## Excerpt:
512,000 Lines of Leaked Code Reveal the Lock-In Strategy Coming for Your AI Stack

512,000 Lines of Leaked Code Reveal Anthropic's Lock-In Strategy
Main Thesis
Anthropic accidentally published ~500,000 lines of Claude Code source code via a packaging error. Buried within it is evidence of an unannounced always-on agent called Conway — and when combined with Anthropic's recent product moves, it reveals a deliberate platform lock-in strategy comparable to historical tech monopoly plays.
Key Findings
What is Conway?
- A standalone agent environment (separate from Claude chat)
- Always-on: can be woken by external events
- Has browser control and integrations with third-party tools
- Supports its own proprietary extension format (
.cnw.zip) - Not publicly announced — discovered only through the leak
The Five Strategic Moves
Nate connects Conway to five other Anthropic initiatives as a unified platform play:
- Claude Code Channels — deepening developer workflow integration
- Cowork — collaborative agent environments
- The Marketplace — ecosystem of tools/extensions
- The Partner Network — third-party lock-in via certified integrations
- The OpenClaw ban — controlling what agents can connect to
The .cnw.zip Question
- Conway's proprietary extension format sits on top of MCP (Model Context Protocol)

## Work order:
Reproduce the full text on the leaked Claude Code source verbatim. The records that follow are separate material, unrelated to the text on the leaked Claude Code source.

## Provided records:
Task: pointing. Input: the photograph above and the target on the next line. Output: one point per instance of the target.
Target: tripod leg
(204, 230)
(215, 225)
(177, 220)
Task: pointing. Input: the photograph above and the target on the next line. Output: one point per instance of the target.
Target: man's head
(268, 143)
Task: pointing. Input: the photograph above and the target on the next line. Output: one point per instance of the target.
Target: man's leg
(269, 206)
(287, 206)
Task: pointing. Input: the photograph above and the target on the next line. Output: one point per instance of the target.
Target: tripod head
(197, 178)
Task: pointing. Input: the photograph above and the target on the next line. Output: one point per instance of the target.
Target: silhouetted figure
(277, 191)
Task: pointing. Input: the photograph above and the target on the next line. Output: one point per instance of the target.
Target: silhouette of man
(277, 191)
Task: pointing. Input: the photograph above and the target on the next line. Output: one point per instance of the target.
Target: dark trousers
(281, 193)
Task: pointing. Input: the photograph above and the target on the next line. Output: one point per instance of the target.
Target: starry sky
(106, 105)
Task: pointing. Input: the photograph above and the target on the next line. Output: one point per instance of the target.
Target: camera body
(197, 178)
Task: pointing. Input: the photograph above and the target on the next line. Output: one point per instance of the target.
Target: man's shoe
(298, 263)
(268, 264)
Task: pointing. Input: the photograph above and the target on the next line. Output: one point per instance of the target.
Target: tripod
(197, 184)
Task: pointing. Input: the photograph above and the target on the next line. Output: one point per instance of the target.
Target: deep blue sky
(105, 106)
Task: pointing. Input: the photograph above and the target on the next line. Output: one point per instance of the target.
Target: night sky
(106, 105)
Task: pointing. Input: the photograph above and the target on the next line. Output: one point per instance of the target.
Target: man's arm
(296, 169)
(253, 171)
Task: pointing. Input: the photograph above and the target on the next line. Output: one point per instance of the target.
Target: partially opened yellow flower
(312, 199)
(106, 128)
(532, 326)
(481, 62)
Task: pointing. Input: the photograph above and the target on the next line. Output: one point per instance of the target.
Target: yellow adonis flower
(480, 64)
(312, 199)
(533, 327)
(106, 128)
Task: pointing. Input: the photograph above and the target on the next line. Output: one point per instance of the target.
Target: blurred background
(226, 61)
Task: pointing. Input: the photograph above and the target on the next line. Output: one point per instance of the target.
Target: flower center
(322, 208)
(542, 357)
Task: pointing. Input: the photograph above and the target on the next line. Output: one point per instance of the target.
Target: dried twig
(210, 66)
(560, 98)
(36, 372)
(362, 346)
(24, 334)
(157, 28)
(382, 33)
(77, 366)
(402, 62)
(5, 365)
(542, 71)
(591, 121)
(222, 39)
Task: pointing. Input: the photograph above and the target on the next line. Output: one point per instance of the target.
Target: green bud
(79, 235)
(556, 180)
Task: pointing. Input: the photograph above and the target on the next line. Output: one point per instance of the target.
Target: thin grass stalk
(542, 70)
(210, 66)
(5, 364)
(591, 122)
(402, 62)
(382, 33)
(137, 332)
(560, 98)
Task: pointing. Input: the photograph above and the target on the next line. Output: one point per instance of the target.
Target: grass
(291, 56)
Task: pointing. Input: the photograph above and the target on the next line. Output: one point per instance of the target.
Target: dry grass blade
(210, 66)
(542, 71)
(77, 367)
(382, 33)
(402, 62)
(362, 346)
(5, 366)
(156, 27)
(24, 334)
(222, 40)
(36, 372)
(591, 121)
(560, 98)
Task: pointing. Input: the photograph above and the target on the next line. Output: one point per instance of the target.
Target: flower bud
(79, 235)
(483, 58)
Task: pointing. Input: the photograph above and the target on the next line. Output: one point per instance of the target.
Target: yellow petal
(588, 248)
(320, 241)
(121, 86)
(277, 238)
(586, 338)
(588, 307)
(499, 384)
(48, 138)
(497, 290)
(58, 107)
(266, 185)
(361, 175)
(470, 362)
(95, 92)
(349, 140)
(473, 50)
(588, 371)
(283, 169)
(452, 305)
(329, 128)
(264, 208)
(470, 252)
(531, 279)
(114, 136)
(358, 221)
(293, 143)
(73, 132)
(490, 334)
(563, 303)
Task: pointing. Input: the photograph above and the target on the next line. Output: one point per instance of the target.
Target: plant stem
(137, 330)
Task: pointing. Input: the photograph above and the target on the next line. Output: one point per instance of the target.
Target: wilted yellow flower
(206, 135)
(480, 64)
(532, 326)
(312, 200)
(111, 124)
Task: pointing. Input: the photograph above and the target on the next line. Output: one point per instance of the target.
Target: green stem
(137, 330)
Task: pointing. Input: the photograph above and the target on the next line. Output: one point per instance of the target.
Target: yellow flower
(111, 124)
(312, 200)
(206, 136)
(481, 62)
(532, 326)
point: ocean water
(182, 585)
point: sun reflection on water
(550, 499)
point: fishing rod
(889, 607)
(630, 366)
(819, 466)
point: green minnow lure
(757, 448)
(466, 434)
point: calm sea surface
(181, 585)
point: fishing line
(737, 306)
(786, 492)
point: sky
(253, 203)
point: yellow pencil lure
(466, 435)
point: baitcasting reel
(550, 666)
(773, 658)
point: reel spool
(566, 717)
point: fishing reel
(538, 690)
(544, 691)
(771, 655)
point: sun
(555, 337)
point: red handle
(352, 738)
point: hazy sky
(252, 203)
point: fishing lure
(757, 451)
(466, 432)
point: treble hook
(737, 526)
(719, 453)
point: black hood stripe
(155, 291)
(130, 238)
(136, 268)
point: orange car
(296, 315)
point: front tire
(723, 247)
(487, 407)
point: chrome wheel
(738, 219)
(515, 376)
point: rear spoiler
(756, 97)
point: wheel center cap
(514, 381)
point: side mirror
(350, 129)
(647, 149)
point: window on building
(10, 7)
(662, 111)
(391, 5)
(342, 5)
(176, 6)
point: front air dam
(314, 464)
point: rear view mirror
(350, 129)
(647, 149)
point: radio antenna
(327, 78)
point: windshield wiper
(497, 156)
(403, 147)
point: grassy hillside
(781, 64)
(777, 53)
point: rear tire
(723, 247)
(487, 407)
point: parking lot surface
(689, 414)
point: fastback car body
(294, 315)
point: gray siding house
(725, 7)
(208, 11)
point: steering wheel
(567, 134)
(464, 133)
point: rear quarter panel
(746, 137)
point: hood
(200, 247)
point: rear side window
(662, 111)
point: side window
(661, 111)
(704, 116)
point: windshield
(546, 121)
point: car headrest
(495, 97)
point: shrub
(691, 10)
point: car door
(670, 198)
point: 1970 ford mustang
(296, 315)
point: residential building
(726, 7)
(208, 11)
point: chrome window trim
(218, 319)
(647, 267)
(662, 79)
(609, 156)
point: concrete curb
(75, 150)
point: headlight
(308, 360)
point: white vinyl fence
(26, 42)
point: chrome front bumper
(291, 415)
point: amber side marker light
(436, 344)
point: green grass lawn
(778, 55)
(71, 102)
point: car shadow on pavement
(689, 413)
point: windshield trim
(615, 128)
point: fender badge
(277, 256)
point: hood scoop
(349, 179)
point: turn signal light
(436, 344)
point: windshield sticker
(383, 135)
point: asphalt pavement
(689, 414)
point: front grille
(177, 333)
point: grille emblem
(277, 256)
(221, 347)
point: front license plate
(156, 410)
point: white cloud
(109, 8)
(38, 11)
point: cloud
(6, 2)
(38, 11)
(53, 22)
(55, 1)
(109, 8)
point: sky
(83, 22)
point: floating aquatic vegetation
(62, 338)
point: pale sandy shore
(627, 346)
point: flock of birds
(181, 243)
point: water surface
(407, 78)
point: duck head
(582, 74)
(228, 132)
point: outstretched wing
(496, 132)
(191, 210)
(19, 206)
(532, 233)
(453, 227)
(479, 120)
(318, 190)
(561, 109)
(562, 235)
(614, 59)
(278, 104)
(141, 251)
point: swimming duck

## Finished exercise:
512,000 Lines of Leaked Code Reveal the Lock-In Strategy Coming for Your AI Stack

512,000 Lines of Leaked Code Reveal Anthropic's Lock-In Strategy
Main Thesis
Anthropic accidentally published ~500,000 lines of Claude Code source code via a packaging error. Buried within it is evidence of an unannounced always-on agent called Conway — and when combined with Anthropic's recent product moves, it reveals a deliberate platform lock-in strategy comparable to historical tech monopoly plays.
Key Findings
What is Conway?
- A standalone agent environment (separate from Claude chat)
- Always-on: can be woken by external events
- Has browser control and integrations with third-party tools
- Supports its own proprietary extension format (
.cnw.zip) - Not publicly announced — discovered only through the leak
The Five Strategic Moves
Nate connects Conway to five other Anthropic initiatives as a unified platform play:
- Claude Code Channels — deepening developer workflow integration
- Cowork — collaborative agent environments
- The Marketplace — ecosystem of tools/extensions
- The Partner Network — third-party lock-in via certified integrations
- The OpenClaw ban — controlling what agents can connect to
The .cnw.zip Question
- Conway's proprietary extension format sits on top of MCP (Model Context Protocol)